:: AIM OF THE EXERCISE ::
Update the lines between the one holding "query: bolete mushroom" and the one holding "(142, 308), (164, 352)", inclusive, putting "fungus" wherever "mushroom" appears and leaving everything else unchanged. Return only those lines.

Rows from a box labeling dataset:
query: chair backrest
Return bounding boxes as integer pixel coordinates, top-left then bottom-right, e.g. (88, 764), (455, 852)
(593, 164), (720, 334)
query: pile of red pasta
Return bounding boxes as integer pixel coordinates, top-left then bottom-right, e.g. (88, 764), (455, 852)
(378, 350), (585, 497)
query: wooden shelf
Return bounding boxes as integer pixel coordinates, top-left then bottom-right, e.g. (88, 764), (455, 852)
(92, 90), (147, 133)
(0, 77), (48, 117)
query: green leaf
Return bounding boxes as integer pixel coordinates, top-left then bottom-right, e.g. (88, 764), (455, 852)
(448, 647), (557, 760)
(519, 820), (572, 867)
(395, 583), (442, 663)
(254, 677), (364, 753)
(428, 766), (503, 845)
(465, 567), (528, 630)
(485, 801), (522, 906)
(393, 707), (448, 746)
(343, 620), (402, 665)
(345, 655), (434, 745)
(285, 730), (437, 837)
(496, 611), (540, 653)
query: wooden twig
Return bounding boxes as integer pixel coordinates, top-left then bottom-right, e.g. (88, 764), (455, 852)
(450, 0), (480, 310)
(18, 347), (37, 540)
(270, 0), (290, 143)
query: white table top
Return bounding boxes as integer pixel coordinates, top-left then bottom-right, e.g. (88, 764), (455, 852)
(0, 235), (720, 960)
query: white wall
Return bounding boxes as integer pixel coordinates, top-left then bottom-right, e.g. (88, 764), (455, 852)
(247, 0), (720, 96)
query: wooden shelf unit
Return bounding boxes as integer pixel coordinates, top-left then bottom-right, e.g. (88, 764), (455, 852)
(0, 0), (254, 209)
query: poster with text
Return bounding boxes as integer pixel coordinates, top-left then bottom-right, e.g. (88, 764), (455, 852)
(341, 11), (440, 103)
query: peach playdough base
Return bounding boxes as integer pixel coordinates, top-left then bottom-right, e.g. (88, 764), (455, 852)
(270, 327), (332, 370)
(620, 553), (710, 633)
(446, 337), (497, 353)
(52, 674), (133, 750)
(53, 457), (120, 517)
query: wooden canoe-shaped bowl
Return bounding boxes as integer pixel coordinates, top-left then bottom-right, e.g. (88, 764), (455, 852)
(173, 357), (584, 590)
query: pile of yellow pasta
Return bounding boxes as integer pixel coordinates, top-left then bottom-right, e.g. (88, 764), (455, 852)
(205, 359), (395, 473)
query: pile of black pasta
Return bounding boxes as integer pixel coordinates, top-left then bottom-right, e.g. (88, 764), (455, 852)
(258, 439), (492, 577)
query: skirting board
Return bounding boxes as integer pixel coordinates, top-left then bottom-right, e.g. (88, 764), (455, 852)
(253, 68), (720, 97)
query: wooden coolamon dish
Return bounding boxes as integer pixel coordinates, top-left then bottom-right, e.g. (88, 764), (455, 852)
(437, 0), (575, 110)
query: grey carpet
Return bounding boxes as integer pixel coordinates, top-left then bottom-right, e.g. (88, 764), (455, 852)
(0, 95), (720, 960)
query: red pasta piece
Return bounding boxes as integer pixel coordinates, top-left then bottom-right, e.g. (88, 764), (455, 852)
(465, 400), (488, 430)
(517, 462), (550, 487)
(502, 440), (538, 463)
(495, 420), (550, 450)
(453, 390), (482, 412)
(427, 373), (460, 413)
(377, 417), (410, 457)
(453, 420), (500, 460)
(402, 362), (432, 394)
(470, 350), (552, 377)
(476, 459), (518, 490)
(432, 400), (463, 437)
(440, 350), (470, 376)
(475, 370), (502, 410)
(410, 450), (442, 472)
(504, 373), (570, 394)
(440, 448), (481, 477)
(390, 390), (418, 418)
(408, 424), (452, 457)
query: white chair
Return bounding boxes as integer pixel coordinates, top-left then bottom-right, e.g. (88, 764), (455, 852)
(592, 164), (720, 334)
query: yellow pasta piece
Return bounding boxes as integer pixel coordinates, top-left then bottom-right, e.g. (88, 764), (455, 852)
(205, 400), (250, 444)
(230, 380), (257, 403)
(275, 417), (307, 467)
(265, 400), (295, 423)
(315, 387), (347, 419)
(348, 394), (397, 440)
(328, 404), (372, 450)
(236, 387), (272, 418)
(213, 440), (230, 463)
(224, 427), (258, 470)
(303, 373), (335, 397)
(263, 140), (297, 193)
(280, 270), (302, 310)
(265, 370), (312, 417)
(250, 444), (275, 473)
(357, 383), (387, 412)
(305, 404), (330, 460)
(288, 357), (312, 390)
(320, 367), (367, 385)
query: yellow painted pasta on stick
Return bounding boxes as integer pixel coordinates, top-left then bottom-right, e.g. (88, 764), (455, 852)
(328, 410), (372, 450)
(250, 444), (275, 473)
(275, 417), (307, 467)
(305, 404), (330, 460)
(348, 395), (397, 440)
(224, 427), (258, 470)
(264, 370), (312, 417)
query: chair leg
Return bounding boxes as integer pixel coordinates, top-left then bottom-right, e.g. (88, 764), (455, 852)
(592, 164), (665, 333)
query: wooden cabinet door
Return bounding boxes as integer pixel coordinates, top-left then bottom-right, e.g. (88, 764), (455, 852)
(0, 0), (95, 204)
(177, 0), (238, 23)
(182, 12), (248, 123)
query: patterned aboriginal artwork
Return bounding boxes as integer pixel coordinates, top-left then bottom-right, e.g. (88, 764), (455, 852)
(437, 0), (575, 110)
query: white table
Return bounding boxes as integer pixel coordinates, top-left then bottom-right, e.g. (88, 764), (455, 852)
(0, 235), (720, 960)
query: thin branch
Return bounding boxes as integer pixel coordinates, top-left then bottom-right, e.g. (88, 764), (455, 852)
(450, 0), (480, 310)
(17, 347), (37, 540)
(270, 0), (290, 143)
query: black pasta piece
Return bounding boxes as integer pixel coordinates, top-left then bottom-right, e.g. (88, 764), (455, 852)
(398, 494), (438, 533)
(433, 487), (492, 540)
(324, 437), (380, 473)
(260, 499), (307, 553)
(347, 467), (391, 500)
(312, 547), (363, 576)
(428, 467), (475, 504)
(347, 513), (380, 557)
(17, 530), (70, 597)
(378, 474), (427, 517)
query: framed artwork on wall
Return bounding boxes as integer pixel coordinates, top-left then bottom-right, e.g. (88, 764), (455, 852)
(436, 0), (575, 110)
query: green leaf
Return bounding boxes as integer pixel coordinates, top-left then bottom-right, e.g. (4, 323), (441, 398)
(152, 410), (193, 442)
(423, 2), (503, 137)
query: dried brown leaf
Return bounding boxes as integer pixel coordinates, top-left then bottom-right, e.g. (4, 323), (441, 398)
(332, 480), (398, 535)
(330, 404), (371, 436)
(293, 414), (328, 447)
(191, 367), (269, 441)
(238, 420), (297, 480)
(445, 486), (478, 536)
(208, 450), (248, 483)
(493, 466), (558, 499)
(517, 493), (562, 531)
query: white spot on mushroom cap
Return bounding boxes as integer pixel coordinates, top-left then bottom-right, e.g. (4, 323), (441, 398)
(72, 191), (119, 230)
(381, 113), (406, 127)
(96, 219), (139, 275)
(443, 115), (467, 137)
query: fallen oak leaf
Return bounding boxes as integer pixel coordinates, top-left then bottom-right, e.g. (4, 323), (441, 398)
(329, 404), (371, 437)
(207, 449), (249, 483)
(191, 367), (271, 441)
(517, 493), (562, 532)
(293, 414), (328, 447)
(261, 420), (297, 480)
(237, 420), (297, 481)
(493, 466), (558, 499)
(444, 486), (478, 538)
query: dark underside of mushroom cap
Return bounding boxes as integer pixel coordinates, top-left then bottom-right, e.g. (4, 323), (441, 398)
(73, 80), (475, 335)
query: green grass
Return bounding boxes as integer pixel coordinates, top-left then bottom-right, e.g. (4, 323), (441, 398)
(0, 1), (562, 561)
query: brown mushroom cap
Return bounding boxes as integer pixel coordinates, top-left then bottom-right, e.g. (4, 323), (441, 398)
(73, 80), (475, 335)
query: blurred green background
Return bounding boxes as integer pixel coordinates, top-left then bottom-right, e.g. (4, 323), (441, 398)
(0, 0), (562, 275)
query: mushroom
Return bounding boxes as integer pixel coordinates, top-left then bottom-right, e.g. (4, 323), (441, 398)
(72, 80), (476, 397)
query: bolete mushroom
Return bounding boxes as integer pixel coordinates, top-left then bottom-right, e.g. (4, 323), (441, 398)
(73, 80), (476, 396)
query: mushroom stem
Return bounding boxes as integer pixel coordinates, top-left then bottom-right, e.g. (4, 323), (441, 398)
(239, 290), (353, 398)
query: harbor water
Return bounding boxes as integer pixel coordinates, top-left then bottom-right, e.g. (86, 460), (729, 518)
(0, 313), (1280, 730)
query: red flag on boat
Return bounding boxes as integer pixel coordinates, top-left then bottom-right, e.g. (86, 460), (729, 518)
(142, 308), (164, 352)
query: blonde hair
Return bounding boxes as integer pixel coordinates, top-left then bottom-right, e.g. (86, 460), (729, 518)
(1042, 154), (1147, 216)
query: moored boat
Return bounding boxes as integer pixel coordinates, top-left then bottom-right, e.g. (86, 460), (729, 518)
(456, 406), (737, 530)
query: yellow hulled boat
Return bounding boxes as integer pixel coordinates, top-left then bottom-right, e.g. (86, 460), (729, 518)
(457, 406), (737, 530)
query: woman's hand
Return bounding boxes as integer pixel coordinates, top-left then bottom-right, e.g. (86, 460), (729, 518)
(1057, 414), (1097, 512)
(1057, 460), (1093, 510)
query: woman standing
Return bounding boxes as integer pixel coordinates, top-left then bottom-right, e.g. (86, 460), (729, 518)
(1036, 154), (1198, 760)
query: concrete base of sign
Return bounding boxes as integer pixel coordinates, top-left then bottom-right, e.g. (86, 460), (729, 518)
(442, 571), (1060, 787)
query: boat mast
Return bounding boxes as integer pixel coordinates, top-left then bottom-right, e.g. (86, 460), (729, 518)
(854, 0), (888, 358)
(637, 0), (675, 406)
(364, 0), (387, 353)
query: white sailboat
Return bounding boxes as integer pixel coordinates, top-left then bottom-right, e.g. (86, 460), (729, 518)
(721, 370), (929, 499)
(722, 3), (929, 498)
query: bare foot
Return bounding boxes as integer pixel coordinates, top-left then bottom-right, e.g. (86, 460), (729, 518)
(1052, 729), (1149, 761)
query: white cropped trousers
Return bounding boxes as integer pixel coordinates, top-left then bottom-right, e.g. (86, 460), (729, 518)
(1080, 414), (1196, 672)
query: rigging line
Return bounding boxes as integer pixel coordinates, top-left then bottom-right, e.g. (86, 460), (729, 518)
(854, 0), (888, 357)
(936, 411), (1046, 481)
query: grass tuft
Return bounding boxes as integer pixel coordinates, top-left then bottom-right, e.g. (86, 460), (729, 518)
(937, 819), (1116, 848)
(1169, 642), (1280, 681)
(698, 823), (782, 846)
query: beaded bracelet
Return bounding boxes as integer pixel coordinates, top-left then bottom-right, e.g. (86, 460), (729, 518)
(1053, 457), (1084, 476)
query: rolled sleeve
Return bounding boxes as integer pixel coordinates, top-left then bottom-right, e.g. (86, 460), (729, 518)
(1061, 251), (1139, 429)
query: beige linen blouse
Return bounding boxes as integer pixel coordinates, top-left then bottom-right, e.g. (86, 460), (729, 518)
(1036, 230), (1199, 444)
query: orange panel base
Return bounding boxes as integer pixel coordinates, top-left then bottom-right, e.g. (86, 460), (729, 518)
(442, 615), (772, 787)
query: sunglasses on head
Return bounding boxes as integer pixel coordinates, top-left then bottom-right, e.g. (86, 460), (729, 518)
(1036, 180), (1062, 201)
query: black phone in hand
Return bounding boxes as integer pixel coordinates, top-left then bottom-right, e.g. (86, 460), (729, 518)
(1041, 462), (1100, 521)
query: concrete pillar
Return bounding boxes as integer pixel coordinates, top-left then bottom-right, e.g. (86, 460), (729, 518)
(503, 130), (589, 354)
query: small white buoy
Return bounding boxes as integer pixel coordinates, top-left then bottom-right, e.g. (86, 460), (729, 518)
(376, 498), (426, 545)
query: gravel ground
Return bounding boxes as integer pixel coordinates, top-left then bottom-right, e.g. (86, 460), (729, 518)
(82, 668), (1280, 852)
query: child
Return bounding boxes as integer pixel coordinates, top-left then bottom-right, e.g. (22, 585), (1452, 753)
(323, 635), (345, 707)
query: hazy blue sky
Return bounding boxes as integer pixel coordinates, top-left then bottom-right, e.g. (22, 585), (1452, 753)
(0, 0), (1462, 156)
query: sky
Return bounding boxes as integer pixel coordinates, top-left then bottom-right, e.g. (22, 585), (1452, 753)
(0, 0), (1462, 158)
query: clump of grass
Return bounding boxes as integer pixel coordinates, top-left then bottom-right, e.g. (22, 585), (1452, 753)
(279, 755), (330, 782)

:: TASK SOLUTION ::
query: bolete fungus
Return bounding boxes as integer pixel coordinates, top-left then bottom-right, e.g. (4, 323), (441, 398)
(73, 80), (476, 396)
query: fungus stem
Return bounding boxes as integer pixel coordinates, top-left then bottom-right, e.g. (4, 323), (441, 398)
(239, 290), (353, 398)
query: harbor water
Return bounding boxes as integer pixel coordinates, top-left then bottom-right, e.g. (86, 460), (729, 518)
(0, 313), (1280, 730)
query: red flag on boat
Return bounding boxes as integer pixel coordinates, top-left then bottom-right, e.g. (86, 460), (729, 518)
(142, 308), (164, 352)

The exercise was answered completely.